_Job:_
Find every line below that contains the word "Target" and copy each of those lines in full.

_Entries:_

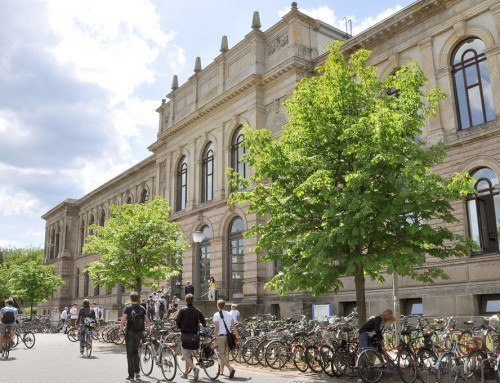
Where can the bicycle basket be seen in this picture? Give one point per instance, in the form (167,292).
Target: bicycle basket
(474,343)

--

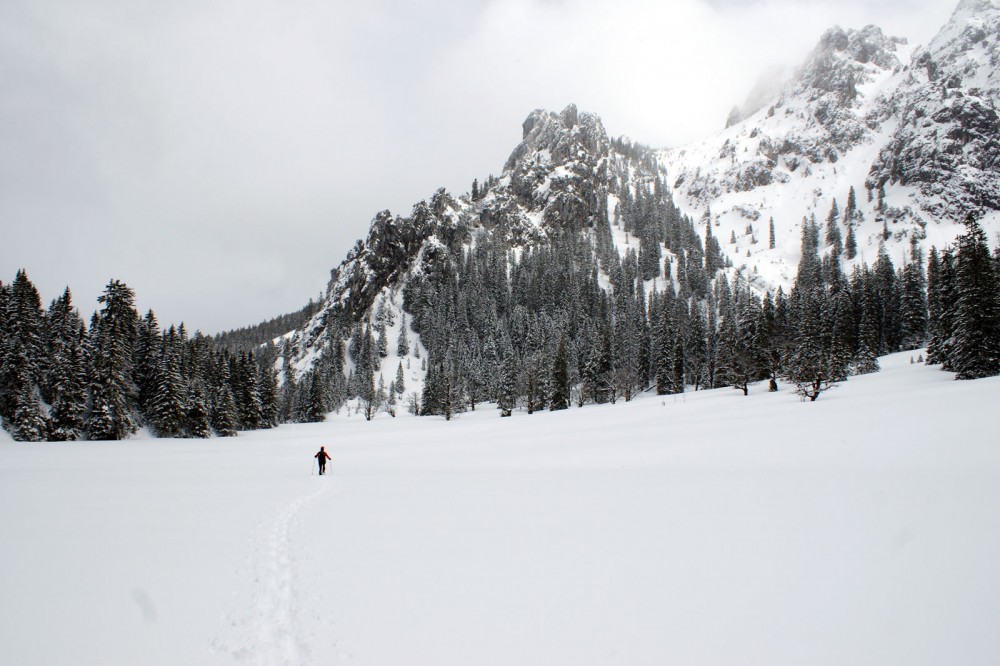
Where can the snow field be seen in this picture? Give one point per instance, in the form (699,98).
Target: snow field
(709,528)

_Task output:_
Target: bicycle basket
Target: snow field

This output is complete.